- **SHORT EXERCISE**:
Copy verbatim the part of the passage on Underwood's performance from "The Celine Dion-worthy" to "one more time.".

- **PROVIDED PASSAGE**:
+++

The band includes a banjo, fiddle, and dobro, and you can hear the Oklahoma in Underwood's voice. But while retaining a mainstream country identity, Underwood really operates as a full-throated rock stylist, with a big back-beat sound that can recall '70s country rockers like Marshall Tucker, a vocal delivery that leans toward Janis Joplin, and a predilection for story songs that suggests a taste for Bobbie Gentry.

Underwood has a tendency toward the too slick, but she's grown steadily as an artist. She caught the audience by surprise by playing a wailing harmonica solo on "Choctaw County Affair" and announced that she's making her debut as a producer of her own music with Cry Pretty, her new album due in September.

The Celine Dion-worthy power-ballad title song from the forthcoming album worked well enough as an over-the-top anthem of feminist solidarity. But "The Champion," which made its debut in the telecast before the Eagles' Super Bowl victory in February, is an awkwardly over-determined attempt to engineer a music-and-sports crossover product, not aided by a guest rap from Ludacris. Still, Underwood's declaration that she's "a fighter like Rocky … knock me down, I get up again" was well-suited for a comeback weekend in Atlantic City, when the struggling resort is attempting to get up off the canvas, one more time.

+++

- **MATERIAL**:
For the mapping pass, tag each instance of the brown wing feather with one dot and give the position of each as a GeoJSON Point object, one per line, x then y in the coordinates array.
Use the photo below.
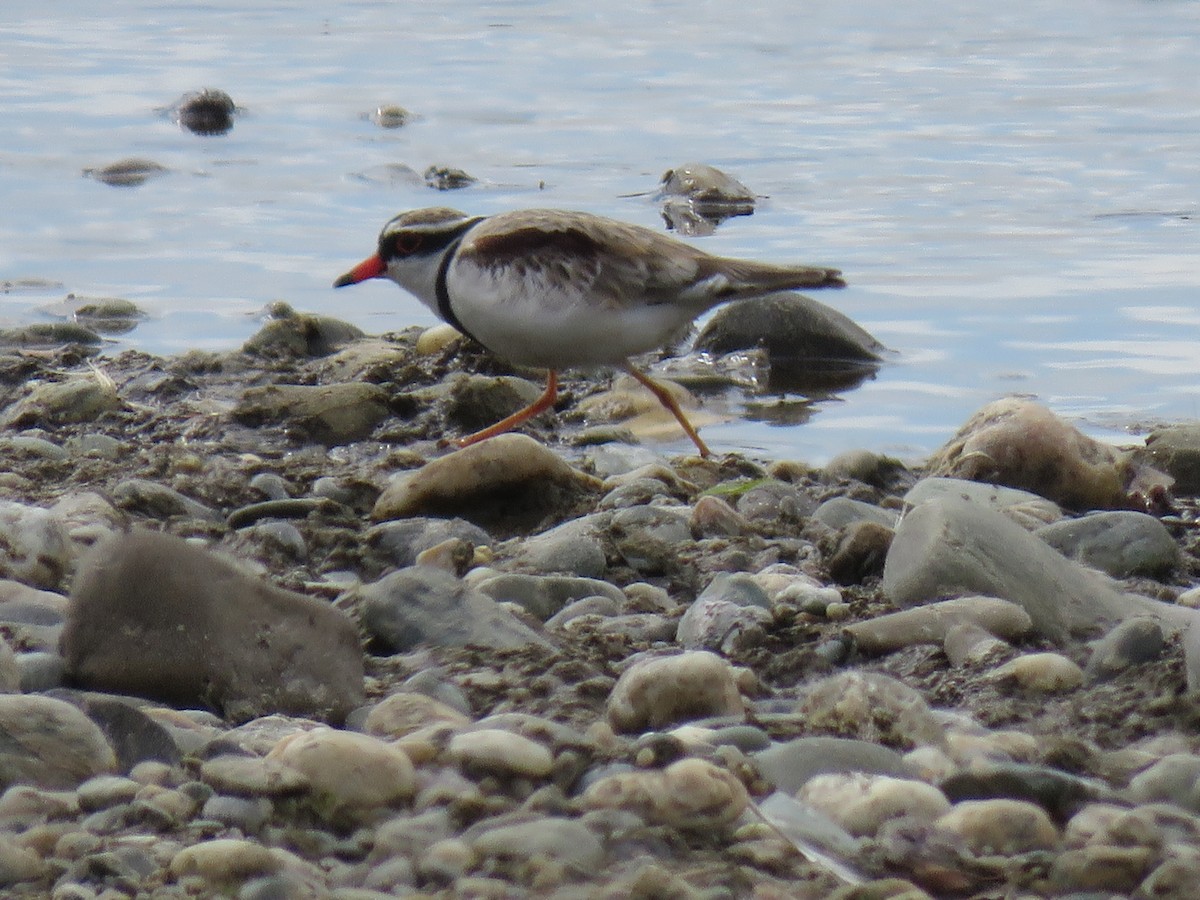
{"type": "Point", "coordinates": [623, 264]}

+++

- **SOLUTION**:
The Celine Dion-worthy power-ballad title song from the forthcoming album worked well enough as an over-the-top anthem of feminist solidarity. But "The Champion," which made its debut in the telecast before the Eagles' Super Bowl victory in February, is an awkwardly over-determined attempt to engineer a music-and-sports crossover product, not aided by a guest rap from Ludacris. Still, Underwood's declaration that she's "a fighter like Rocky … knock me down, I get up again" was well-suited for a comeback weekend in Atlantic City, when the struggling resort is attempting to get up off the canvas, one more time.